**Entries shown**
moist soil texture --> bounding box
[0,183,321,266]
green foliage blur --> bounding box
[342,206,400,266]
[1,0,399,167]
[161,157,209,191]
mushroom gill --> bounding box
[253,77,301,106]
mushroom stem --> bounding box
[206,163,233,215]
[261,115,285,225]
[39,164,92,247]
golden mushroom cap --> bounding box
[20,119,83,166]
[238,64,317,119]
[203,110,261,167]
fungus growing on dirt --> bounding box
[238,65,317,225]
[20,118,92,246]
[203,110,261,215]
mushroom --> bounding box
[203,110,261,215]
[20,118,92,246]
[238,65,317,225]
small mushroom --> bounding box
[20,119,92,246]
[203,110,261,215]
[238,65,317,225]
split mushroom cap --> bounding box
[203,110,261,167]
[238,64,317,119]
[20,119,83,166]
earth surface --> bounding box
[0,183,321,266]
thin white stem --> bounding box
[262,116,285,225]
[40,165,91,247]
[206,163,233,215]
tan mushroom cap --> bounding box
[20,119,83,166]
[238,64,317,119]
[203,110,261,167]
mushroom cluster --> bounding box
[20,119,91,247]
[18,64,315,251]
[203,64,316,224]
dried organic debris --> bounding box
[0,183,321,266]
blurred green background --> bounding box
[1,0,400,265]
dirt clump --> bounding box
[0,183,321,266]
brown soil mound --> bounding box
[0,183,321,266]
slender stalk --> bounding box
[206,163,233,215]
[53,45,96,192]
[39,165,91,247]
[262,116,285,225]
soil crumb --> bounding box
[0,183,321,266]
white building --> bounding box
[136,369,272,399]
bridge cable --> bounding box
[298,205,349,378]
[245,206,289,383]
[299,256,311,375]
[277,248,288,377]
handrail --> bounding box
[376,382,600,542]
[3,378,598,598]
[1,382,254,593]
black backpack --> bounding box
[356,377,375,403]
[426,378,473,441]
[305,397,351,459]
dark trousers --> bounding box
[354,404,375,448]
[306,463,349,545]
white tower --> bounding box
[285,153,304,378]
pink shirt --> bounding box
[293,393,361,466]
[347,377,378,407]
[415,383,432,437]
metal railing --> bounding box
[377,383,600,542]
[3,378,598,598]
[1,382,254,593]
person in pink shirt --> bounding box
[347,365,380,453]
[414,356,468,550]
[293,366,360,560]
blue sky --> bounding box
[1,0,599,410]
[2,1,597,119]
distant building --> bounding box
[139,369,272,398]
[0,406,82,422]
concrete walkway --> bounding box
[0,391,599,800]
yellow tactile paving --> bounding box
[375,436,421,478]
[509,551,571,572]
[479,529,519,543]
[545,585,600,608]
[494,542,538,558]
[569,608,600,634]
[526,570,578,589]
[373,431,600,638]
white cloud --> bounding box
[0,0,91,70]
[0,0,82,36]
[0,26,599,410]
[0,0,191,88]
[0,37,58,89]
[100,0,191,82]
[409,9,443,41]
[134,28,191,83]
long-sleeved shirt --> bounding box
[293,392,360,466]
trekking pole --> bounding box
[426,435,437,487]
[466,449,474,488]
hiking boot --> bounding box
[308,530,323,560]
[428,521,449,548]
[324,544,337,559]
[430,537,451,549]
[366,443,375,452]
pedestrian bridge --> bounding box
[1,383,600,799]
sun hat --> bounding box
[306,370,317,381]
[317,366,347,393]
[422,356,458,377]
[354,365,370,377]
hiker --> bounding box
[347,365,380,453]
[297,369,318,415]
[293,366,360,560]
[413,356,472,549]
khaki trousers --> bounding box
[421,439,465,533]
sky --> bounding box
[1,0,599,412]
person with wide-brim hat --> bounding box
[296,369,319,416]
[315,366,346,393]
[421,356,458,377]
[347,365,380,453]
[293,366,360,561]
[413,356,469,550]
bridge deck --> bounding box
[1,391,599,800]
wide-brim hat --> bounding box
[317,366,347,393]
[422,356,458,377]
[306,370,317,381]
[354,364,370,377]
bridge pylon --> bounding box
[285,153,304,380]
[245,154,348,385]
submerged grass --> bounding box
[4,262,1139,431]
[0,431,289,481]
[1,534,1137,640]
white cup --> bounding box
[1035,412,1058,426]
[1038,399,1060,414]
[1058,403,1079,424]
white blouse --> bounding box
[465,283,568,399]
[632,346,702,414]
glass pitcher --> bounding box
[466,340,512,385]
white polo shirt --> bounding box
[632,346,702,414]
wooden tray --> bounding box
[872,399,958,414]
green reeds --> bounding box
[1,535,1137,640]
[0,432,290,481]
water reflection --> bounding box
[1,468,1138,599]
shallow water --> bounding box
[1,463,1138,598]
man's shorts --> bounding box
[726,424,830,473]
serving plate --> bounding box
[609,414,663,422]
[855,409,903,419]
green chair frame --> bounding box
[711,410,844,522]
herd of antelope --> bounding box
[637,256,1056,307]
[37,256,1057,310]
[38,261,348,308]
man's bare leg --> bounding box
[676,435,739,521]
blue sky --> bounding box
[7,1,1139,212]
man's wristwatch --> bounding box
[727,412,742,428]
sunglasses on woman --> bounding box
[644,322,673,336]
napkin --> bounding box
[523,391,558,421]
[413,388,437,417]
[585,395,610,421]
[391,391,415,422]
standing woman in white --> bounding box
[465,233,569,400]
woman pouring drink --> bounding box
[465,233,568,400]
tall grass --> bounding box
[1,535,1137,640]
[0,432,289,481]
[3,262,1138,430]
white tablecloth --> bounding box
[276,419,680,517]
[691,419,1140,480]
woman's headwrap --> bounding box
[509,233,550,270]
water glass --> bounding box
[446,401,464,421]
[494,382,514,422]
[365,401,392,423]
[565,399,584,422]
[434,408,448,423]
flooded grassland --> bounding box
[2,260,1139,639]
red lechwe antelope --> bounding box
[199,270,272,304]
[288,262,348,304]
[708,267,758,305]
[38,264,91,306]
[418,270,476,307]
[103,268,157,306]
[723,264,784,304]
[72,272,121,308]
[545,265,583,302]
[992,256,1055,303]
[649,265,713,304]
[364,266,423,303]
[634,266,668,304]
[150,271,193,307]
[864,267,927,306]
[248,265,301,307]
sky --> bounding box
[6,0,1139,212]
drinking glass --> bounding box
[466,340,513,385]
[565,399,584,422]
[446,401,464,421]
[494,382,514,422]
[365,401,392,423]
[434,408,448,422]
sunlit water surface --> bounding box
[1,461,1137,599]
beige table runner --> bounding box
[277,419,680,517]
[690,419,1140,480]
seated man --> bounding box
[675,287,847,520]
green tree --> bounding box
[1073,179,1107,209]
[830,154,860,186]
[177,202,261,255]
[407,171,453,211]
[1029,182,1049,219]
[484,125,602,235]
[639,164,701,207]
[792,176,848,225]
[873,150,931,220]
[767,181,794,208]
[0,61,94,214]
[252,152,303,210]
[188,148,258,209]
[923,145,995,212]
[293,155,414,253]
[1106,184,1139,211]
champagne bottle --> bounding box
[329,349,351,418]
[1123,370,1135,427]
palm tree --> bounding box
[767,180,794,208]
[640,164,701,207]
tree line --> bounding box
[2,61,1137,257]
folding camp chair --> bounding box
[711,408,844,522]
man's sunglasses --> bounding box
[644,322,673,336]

**To do**
All entries are to be retyped with no difference from the original.

**Result for this exercise**
moist soil texture --> bounding box
[0,183,321,266]
green foliage blur --> bounding box
[342,206,400,266]
[1,0,399,167]
[161,157,209,191]
mushroom gill --> bounding box
[253,77,301,106]
mushroom stem --> bounding box
[206,163,233,215]
[261,115,285,225]
[39,164,92,247]
golden mushroom cap --> bounding box
[20,119,83,166]
[238,64,317,119]
[203,110,261,167]
fungus growing on dirt --> bounding box
[238,65,317,225]
[20,118,92,246]
[203,110,261,215]
mushroom --> bounding box
[203,110,261,215]
[20,118,92,246]
[238,65,317,225]
small mushroom --> bounding box
[20,119,92,246]
[203,110,261,215]
[238,65,317,225]
split mushroom cap --> bounding box
[203,110,261,167]
[238,64,317,119]
[20,119,83,166]
earth surface --> bounding box
[0,183,321,266]
thin white stem --> bounding box
[262,116,285,225]
[40,165,91,247]
[206,163,233,215]
tan mushroom cap --> bounding box
[20,119,83,166]
[238,64,317,119]
[203,110,261,167]
mushroom cluster --> bounding box
[20,119,91,247]
[18,64,315,251]
[203,64,316,224]
dried organic debris --> bounding box
[0,183,321,266]
blurred green background --> bounding box
[1,0,400,265]
dirt clump --> bounding box
[0,183,321,266]
brown soil mound --> bounding box
[0,183,321,266]
slender stalk --> bounding box
[206,163,233,215]
[53,45,96,192]
[39,165,91,247]
[262,116,285,225]
soil crumb --> bounding box
[0,183,321,266]
white building --> bounding box
[136,369,272,399]
bridge cable --> bounding box
[298,205,349,378]
[245,206,289,383]
[299,256,311,375]
[277,248,288,377]
handrail --> bounding box
[376,382,600,542]
[3,378,598,598]
[1,382,254,593]
black backpack --> bounding box
[356,377,375,403]
[426,378,473,441]
[305,397,351,459]
dark trousers --> bounding box
[354,404,375,448]
[306,463,349,545]
white tower --> bounding box
[285,153,304,378]
pink shirt --> bounding box
[293,393,361,466]
[347,377,378,407]
[415,383,432,437]
metal railing --> bounding box
[377,383,600,542]
[3,378,598,598]
[1,382,254,593]
person in pink shirt --> bounding box
[347,365,380,453]
[414,356,468,550]
[293,366,360,560]
blue sky --> bounding box
[1,0,599,410]
[2,1,597,119]
distant building --> bounding box
[139,369,272,398]
[0,406,82,422]
concrete walkway --> bounding box
[0,391,599,800]
yellow tactile paving --> bounding box
[375,436,421,478]
[509,551,571,572]
[479,529,519,543]
[545,585,600,608]
[494,542,538,558]
[569,608,600,634]
[526,570,578,589]
[373,431,600,638]
white cloud --> bounding box
[0,0,91,70]
[0,0,82,36]
[0,26,599,410]
[0,0,191,88]
[0,37,58,89]
[100,0,191,82]
[409,9,443,41]
[134,28,191,83]
long-sleeved shirt --> bounding box
[293,392,360,466]
trekking pole --> bounding box
[426,435,437,487]
[466,449,474,488]
hiking boot --> bounding box
[308,530,323,560]
[428,521,449,548]
[324,544,337,559]
[430,537,451,549]
[366,443,375,452]
pedestrian bridge --> bounding box
[1,383,600,799]
sun hat --> bounding box
[306,370,317,381]
[317,366,347,393]
[422,356,458,377]
[354,365,370,377]
hiker --> bounding box
[347,365,380,453]
[297,369,318,415]
[293,366,360,560]
[413,356,472,549]
khaki trousers --> bounding box
[421,439,465,533]
sky --> bounding box
[1,0,599,412]
person with wide-brim hat --> bounding box
[296,369,319,416]
[315,366,346,393]
[421,356,458,377]
[347,365,380,453]
[293,366,360,561]
[413,356,469,550]
bridge deck --> bounding box
[1,391,599,800]
wide-brim hat --> bounding box
[317,366,347,393]
[422,356,458,377]
[306,370,317,381]
[354,364,370,377]
bridge pylon --> bounding box
[285,153,304,380]
[245,154,348,385]
submerged grass --> bounding box
[4,262,1139,431]
[0,431,289,481]
[1,534,1137,640]
white cup --> bounding box
[1035,412,1058,426]
[1038,399,1060,414]
[1058,403,1079,424]
white blouse --> bounding box
[465,283,568,399]
[632,346,702,414]
glass pitcher --> bounding box
[466,340,512,385]
white polo shirt --> bounding box
[632,346,702,414]
wooden tray --> bounding box
[872,399,958,414]
green reeds --> bounding box
[1,535,1137,640]
[0,432,290,481]
water reflection --> bounding box
[1,468,1138,599]
shallow water --> bounding box
[1,463,1138,598]
man's shorts --> bounding box
[726,424,830,473]
serving plate --> bounding box
[609,414,663,422]
[855,409,903,419]
green chair frame --> bounding box
[711,410,844,522]
herd of antelope --> bounding box
[637,256,1056,307]
[37,256,1057,310]
[38,261,348,308]
man's bare leg --> bounding box
[676,435,739,521]
blue sky --> bounding box
[7,1,1139,212]
man's wristwatch --> bounding box
[727,412,742,428]
sunglasses on woman --> bounding box
[644,322,673,336]
napkin --> bounding box
[523,391,558,421]
[413,388,437,417]
[585,395,610,421]
[391,391,415,422]
standing woman in white --> bounding box
[465,233,569,400]
woman pouring drink --> bounding box
[465,233,568,400]
tall grass --> bounding box
[1,535,1137,640]
[0,432,289,481]
[3,262,1138,430]
white tablecloth --> bounding box
[276,419,680,517]
[691,419,1140,480]
woman's headwrap --> bounding box
[509,233,550,270]
water glass --> bounding box
[446,401,464,421]
[494,382,514,422]
[365,401,392,423]
[565,399,584,422]
[434,408,448,423]
flooded grassland --> bounding box
[2,260,1139,639]
red lechwe antelope --> bounding box
[199,270,272,304]
[288,262,348,304]
[708,267,758,305]
[38,264,91,306]
[418,270,476,307]
[103,268,157,306]
[723,264,784,304]
[72,272,121,308]
[545,265,583,302]
[992,256,1055,303]
[649,265,713,304]
[364,266,423,303]
[634,266,668,304]
[150,271,193,307]
[864,267,927,306]
[248,265,301,307]
sky --> bounding box
[6,0,1139,212]
drinking glass --> bounding box
[466,340,513,385]
[565,399,584,422]
[446,401,464,421]
[494,382,514,422]
[365,401,392,423]
[434,408,448,422]
sunlit water surface --> bounding box
[1,461,1137,599]
beige table runner --> bounding box
[277,419,680,517]
[690,419,1140,480]
seated man --> bounding box
[675,287,847,520]
green tree --> bounding box
[1073,179,1107,209]
[830,154,860,186]
[177,202,261,255]
[407,171,453,211]
[1029,182,1049,219]
[484,125,602,235]
[639,164,701,207]
[792,176,848,225]
[873,150,931,220]
[767,181,794,208]
[0,61,94,214]
[252,152,303,210]
[188,148,258,209]
[923,145,995,212]
[293,155,414,253]
[1106,184,1139,211]
champagne bottle --> bounding box
[329,349,351,418]
[1123,370,1135,427]
palm tree --> bounding box
[767,180,794,208]
[640,164,701,207]
tree line --> bounding box
[2,61,1137,257]
folding camp chair --> bounding box
[711,408,844,522]
man's sunglasses --> bounding box
[644,322,673,336]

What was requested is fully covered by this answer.